**** DATA RECORDS

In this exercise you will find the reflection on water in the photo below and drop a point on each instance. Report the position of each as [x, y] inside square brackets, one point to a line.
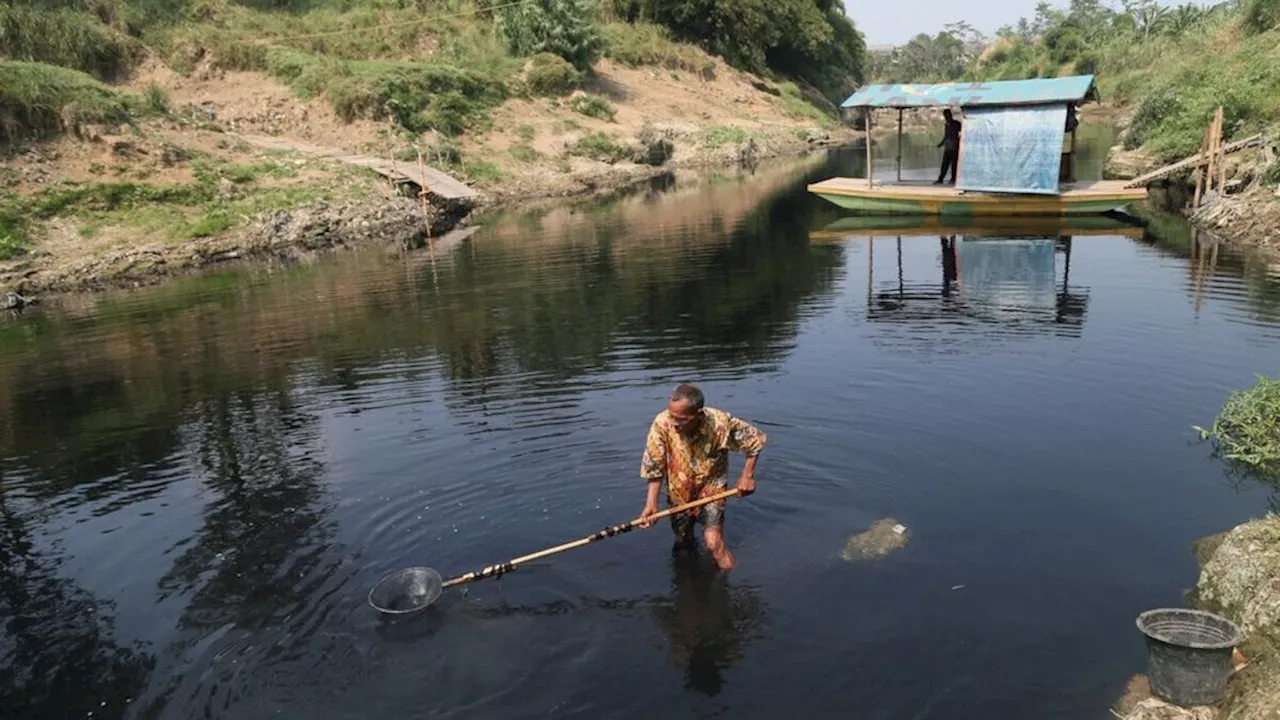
[708, 620]
[201, 481]
[1013, 283]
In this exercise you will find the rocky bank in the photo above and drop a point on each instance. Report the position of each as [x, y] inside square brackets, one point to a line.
[1239, 580]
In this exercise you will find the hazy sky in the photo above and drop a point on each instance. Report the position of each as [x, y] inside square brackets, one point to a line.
[894, 22]
[899, 21]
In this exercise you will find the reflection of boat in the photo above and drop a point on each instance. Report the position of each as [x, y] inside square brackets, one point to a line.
[1001, 282]
[1010, 156]
[993, 226]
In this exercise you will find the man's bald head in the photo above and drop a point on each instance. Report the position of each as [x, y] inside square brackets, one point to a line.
[685, 408]
[689, 395]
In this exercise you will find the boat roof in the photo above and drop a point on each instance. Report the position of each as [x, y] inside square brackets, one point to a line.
[1075, 89]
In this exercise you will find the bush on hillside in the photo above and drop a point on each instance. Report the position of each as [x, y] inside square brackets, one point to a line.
[64, 37]
[809, 40]
[1247, 429]
[1261, 16]
[551, 74]
[593, 106]
[563, 27]
[1271, 176]
[39, 100]
[647, 44]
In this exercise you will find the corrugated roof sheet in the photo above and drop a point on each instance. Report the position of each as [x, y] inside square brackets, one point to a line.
[974, 94]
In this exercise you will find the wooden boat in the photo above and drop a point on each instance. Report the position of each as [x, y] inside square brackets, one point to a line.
[988, 227]
[1010, 160]
[923, 199]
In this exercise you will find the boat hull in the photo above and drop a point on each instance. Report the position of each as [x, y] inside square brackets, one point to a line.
[1079, 199]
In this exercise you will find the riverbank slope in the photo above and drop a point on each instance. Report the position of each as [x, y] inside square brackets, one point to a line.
[211, 144]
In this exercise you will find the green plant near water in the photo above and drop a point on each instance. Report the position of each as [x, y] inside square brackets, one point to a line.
[1247, 428]
[39, 100]
[525, 154]
[1271, 176]
[551, 74]
[720, 136]
[63, 36]
[647, 44]
[600, 146]
[593, 106]
[568, 28]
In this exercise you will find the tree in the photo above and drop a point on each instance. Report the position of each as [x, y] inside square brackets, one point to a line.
[563, 27]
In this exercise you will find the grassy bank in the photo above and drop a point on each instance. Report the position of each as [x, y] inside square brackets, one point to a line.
[123, 121]
[1170, 65]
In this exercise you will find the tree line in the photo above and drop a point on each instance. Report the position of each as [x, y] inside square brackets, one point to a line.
[1078, 37]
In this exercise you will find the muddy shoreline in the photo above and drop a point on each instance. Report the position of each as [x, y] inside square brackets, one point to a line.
[400, 223]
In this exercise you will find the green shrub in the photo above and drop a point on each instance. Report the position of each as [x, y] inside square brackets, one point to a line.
[563, 27]
[795, 104]
[1271, 176]
[1261, 16]
[1247, 429]
[551, 74]
[1087, 64]
[1152, 109]
[62, 36]
[600, 146]
[158, 99]
[647, 44]
[419, 96]
[525, 154]
[483, 171]
[13, 232]
[720, 136]
[39, 100]
[593, 106]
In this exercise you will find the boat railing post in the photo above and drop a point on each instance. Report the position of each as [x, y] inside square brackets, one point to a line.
[899, 145]
[868, 126]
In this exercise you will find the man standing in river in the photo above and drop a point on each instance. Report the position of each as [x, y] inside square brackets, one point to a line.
[689, 446]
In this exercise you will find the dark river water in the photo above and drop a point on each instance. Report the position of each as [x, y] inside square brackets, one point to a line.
[201, 482]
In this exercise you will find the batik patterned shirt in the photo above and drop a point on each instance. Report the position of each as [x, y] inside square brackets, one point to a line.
[696, 465]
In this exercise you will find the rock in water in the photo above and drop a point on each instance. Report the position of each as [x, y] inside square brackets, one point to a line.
[883, 537]
[14, 301]
[1155, 709]
[1242, 578]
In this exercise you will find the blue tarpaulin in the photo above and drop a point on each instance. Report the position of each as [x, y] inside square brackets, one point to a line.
[1077, 89]
[1011, 149]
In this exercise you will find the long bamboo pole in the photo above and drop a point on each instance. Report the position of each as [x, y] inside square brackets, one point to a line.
[1221, 160]
[503, 568]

********

▶ TASK DETAILS
Rewrite all of the records above with every "drop a point" replaced by "place a marker" and everything else unchanged. Leave the pictures out of your copy.

▶ CORRECT OUTPUT
In this exercise you will find the reflection on water in the photo below and place a marker on each instance. Report the position of each as [x, y] inside square brackets, one point to a line.
[708, 620]
[201, 481]
[1013, 283]
In this exercise you will find the rocky bank in the photo above and place a marker on each instance. Report the position of each as [x, y] inside square brackets, one point to a line.
[1239, 580]
In this exercise you will find the hazy sky in the photo above and place a marker on each instance. Report the position of each as [x, y] inside square brackets, one point to a line.
[894, 22]
[899, 21]
In this exercise you will find the reflection of boat in the photo above and place a marker on each instance. Report the position of each as [x, y] inside square brackets, one point to a line.
[1001, 282]
[1010, 156]
[993, 226]
In this exercise you will find the man's bald head in the photo above and place a marker on each instance. Report the position of each as [x, y] inside square brackets, one point to a line.
[685, 408]
[689, 395]
In this exercise you will find the boat roof in the photo above and place a marker on each instance. Report the position of each as [x, y] inside square brackets, one point to a line.
[1075, 89]
In this exercise you will find the bush on hillside in the photo above and place a marker on each instance. Report the position of each as [x, y] inside square brackets, one point to a line.
[64, 37]
[809, 40]
[1247, 429]
[1261, 16]
[551, 74]
[593, 106]
[563, 27]
[1271, 176]
[39, 100]
[647, 44]
In this exercise you will find the corrugated roof sheet in the photo above and place a marker on each instance. Report the position of each as [x, y] inside square brackets, one point to a line.
[974, 94]
In this exercise you will find the wooden boat in the photo above and place a marker on each instance. Report the position of each as [x, y] inside square brackets, one point to a line.
[988, 227]
[1010, 160]
[923, 199]
In this exercise you will find the boat hull in the photo above and place a marker on each instance. Report the position of each as [x, y] inside square brackets, one point to a line.
[1079, 199]
In this exercise you will find the riverbank slope in the photo above and place a marker on each instance. Report the position of each as [x, y] inside square brackets, one point to a line.
[211, 144]
In this exercise you will find the green plant near water in the photo above and place a marker on each instance. Report the position of each as [x, y] inside square brackets, one point to a line.
[1247, 428]
[39, 100]
[525, 154]
[1271, 176]
[551, 74]
[720, 136]
[63, 36]
[647, 44]
[600, 146]
[593, 106]
[568, 28]
In this exercise you will find the tree in the photo above and place a marker on each instance. Report the position of each as [x, y] inside square brackets, one point to a line.
[563, 27]
In this exercise you will find the grassy bank in the photo above and place a marker on each instance. Report the position of each as [x, y] inside square brackets, one point to a line.
[123, 121]
[1170, 65]
In this exercise you will find the tree line in the photo above and place a marker on each instance. Report the position of each as [x, y] inside square brackets, one point to a line.
[1078, 37]
In this exercise you will find the muddy shoreline in the photo above and place a marker on each instance. Report the position of each as [x, y] inside square brackets, one point to a line.
[400, 223]
In this exercise you will find the green shrub in the photo above and place a marker on each instance. Report the position of each as [x, y] inside square brackets, one point to a line.
[563, 27]
[795, 104]
[1271, 176]
[1261, 16]
[1247, 429]
[551, 74]
[1087, 64]
[1152, 109]
[62, 36]
[600, 146]
[158, 99]
[647, 44]
[419, 96]
[525, 154]
[483, 171]
[13, 232]
[720, 136]
[39, 100]
[593, 106]
In this exercise you will find the boat railing post in the photo above and place a marker on each instance. Report the position of each as [x, y] inside square brackets, one point to a line.
[899, 145]
[868, 126]
In this exercise you will find the man standing in river in the photo above and place a marker on each instance. Report the position of each as [x, y] inside square brackets, one point to a line.
[689, 446]
In this exercise you will find the dark river water in the photo above and place a marker on each instance. Report the position of each as [x, y] inside square brackets, one point to a line.
[201, 482]
In this exercise you will find the batik patterned shirt in the photo above and place a marker on each instance. Report the position of each as [x, y] inside square brackets, one point to a line.
[696, 465]
In this exercise you will find the rock in water in the photo above and place a marker on each instance. Report the position of each as [x, y] inside square brackets, one point to a line.
[883, 537]
[14, 301]
[1155, 709]
[1242, 578]
In this exercise you will find the blue tarpaulin in the photo above and place a marker on each instance. Report the position of each as [x, y] inside square brackets, one point to a line.
[1077, 89]
[1011, 149]
In this exercise you will find the long bamboo pole in the photo above and place a marker on each instance. Report the position of each as [x, y] inside square brackets, one point to a line.
[1221, 160]
[503, 568]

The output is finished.